YOUR TASK ▸
Pull out each line of the data below that contains the word "dark", copying every such line in full.

--- start SUPPLIED DATA ---

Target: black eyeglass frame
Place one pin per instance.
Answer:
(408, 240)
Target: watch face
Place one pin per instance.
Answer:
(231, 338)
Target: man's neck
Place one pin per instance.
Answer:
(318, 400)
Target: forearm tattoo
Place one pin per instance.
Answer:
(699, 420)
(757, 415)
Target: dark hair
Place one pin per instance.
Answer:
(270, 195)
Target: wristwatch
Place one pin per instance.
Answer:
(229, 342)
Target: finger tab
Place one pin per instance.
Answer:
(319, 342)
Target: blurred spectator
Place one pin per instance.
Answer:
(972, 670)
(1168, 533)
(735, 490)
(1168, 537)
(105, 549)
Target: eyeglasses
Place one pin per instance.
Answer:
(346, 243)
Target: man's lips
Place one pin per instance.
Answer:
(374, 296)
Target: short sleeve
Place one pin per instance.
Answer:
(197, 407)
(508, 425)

--- end SUPPLIED DATA ---
--- start SUPPLIED DATA ---

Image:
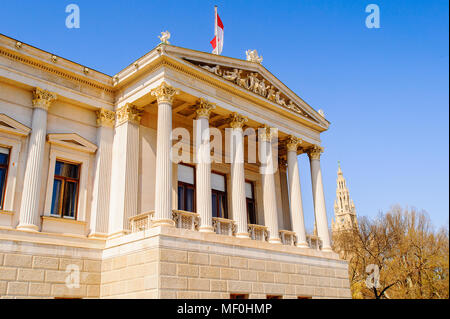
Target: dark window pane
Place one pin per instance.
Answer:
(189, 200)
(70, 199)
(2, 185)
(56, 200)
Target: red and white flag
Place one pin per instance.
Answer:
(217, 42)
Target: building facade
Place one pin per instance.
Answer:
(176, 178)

--- end SUPPLIED DATA ---

COMPLETE RESPONSE ▸
Target: dark hair
Target: dark window pane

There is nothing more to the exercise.